Work to be completed. Extract all of the data and reproduce it precisely.

Recorded information.
※
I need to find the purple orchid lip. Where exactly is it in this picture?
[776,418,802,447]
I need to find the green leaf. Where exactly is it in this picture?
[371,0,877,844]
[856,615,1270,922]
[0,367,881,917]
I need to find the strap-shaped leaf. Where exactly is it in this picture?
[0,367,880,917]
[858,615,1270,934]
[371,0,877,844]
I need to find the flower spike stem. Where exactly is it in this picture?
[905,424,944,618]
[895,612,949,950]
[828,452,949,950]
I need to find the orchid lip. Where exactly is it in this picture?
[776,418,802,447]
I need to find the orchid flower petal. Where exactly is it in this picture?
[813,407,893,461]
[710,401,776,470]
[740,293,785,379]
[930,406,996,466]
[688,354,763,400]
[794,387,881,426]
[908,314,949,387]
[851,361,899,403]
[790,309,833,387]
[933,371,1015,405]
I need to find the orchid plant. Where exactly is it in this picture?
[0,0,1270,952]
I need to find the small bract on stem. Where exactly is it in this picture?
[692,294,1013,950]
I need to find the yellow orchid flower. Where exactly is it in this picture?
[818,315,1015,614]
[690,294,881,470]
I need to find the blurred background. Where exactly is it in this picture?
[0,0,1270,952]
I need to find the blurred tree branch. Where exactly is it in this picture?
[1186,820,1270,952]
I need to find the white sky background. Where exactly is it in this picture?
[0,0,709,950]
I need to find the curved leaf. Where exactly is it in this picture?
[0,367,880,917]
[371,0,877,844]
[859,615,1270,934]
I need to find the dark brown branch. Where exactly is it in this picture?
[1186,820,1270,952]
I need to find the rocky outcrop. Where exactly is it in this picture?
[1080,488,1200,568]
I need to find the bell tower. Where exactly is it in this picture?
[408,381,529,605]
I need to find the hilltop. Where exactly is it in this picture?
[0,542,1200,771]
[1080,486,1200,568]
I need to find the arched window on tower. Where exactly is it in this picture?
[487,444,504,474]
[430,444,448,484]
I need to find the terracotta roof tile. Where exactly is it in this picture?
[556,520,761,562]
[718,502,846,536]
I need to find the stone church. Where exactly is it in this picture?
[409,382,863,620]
※
Full response.
I need to find the purple orchid lip. Where exactly is it in this picture?
[776,418,802,447]
I need to find the green leaf. Where exactly is it in this picture?
[371,0,877,844]
[856,615,1270,922]
[0,367,881,917]
I need to find the strap-shaped leaf. Where exactly is it in this picture?
[0,367,880,917]
[858,615,1270,934]
[371,0,877,844]
I need to find the flower spike stem. Where exactly is it in this picture?
[905,424,944,618]
[895,612,949,950]
[828,452,949,950]
I need to find the orchid lip. Where exactly is it in this picture?
[776,418,802,447]
I need to find the orchid flower petal. Where exactly is it in this picture?
[813,407,893,461]
[710,401,776,470]
[740,293,785,379]
[930,406,996,466]
[688,354,763,400]
[794,387,881,426]
[908,314,949,387]
[851,361,899,403]
[790,309,833,387]
[933,371,1015,405]
I need to find the orchid plant. Where exactly is it in this picture?
[0,0,1270,952]
I need to find the small bract on stem. Where exactly is it in this picture?
[692,294,1013,950]
I need to find the yellow orchid flower. Where exactly is it in this picture?
[818,315,1015,614]
[690,294,881,470]
I need to find the blurred background. Where exactly is it in this picture?
[0,0,1270,952]
I need to find the blurred tree branch. Where exactly is it in this picture?
[1186,820,1270,952]
I need to find the white sky background. Where exactly is it in this picture?
[0,0,709,950]
I need to find the curved leaf. Where exactly is it in this picture?
[0,367,880,917]
[371,0,877,844]
[859,615,1270,934]
I need to find the dark brown branch. Where exactly is it in this picture?
[1186,820,1270,952]
I need to find the rocky outcrop. Where exactly is it in this picture?
[1080,488,1200,568]
I need to find the bell tower. Where exactly is it in this picture?
[408,381,529,605]
I need to find the hilltop. Where exactly is it in this picture?
[0,542,1200,771]
[1080,486,1200,568]
I need to find the arched window on tower. Where exactly is it in this picture?
[487,444,504,474]
[430,444,448,484]
I need to find the terracotta roof tile. Where exactly is it in this picture?
[556,520,761,562]
[718,502,846,536]
I need to find the stone church. Where exactly is it in this picture?
[409,382,863,620]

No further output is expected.